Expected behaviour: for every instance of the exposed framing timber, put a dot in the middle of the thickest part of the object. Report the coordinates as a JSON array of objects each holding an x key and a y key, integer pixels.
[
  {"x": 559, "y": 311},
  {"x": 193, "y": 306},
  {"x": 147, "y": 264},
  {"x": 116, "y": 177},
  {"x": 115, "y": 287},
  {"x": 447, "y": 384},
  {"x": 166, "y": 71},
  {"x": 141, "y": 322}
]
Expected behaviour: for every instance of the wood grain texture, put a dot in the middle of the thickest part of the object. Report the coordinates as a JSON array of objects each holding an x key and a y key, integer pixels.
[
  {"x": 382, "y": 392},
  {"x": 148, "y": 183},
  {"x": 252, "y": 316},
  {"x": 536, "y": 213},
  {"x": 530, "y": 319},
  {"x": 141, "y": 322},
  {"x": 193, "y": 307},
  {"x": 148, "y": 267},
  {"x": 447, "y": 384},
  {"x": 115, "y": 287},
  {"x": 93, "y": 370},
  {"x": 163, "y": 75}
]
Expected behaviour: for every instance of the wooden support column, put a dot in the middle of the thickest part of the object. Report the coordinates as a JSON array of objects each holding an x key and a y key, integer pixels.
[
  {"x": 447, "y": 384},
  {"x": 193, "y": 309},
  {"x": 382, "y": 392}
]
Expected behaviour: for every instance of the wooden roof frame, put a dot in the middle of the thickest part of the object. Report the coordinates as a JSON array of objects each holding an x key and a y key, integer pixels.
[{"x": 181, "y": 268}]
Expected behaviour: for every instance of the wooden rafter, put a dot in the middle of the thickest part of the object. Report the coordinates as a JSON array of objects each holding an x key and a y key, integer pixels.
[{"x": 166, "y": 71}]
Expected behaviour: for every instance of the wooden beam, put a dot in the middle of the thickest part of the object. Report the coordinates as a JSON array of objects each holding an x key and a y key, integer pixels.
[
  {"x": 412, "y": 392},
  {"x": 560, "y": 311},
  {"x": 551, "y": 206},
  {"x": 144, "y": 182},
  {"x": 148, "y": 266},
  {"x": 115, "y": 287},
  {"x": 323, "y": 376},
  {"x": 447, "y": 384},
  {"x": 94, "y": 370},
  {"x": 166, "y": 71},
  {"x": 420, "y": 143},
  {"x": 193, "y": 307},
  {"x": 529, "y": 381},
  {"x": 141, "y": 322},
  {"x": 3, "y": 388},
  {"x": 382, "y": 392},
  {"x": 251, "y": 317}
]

= = =

> Goal: Swap every "thickest part" in the data above for "widest part" and give the data again with nothing else changed.

> Response to this task:
Expected behaviour: for every instance of the exposed framing timber, put a dot in the middle of the widest part of the object. Report the coordinates as a JSON array of objects each holding an x key and a y key, integer pixels.
[
  {"x": 559, "y": 311},
  {"x": 193, "y": 306},
  {"x": 147, "y": 264},
  {"x": 116, "y": 177},
  {"x": 115, "y": 287},
  {"x": 447, "y": 384},
  {"x": 166, "y": 71},
  {"x": 141, "y": 322}
]
Expected behaviour: for every instance of the wood grain texture, put a dot in the middle of the widest part of the object. Report the coordinates as a JSON array of objects each holding an x key and a y key, integer pixels.
[
  {"x": 382, "y": 392},
  {"x": 148, "y": 183},
  {"x": 252, "y": 316},
  {"x": 536, "y": 213},
  {"x": 530, "y": 319},
  {"x": 141, "y": 322},
  {"x": 193, "y": 307},
  {"x": 148, "y": 267},
  {"x": 447, "y": 384},
  {"x": 115, "y": 287},
  {"x": 93, "y": 370},
  {"x": 163, "y": 75}
]
Expected behaviour: for every instance of the wooden support column, put a dot in the middle of the widest part of the object. Report the coordinates as a JSON array of objects each holding an x key and a y key, integer pixels.
[
  {"x": 447, "y": 384},
  {"x": 193, "y": 309},
  {"x": 382, "y": 392}
]
Expected behaviour: for every instance of the wooden roof frame, put a dot in the middle of the widest part of the object. Report the coordinates as a JSON array of objects each holding an x key and a y key, integer pixels.
[{"x": 181, "y": 268}]
Expected behaviour: for every instance of the wooden rafter, put a dot in the middle of the widest part of the object. Report the coordinates as a JSON array of objects each holding an x key and a y key, integer pixels.
[{"x": 166, "y": 71}]
Expected behaviour: for every instance of the wooden beam, put a dot in the middle of the widest part of the object. Report the coordinates as a JSON array of objects each holding an x key and a y key, integer pixels.
[
  {"x": 412, "y": 392},
  {"x": 560, "y": 311},
  {"x": 551, "y": 206},
  {"x": 144, "y": 182},
  {"x": 148, "y": 266},
  {"x": 115, "y": 287},
  {"x": 323, "y": 376},
  {"x": 447, "y": 384},
  {"x": 94, "y": 370},
  {"x": 166, "y": 71},
  {"x": 420, "y": 143},
  {"x": 193, "y": 307},
  {"x": 529, "y": 381},
  {"x": 141, "y": 322},
  {"x": 3, "y": 388},
  {"x": 382, "y": 392},
  {"x": 251, "y": 317}
]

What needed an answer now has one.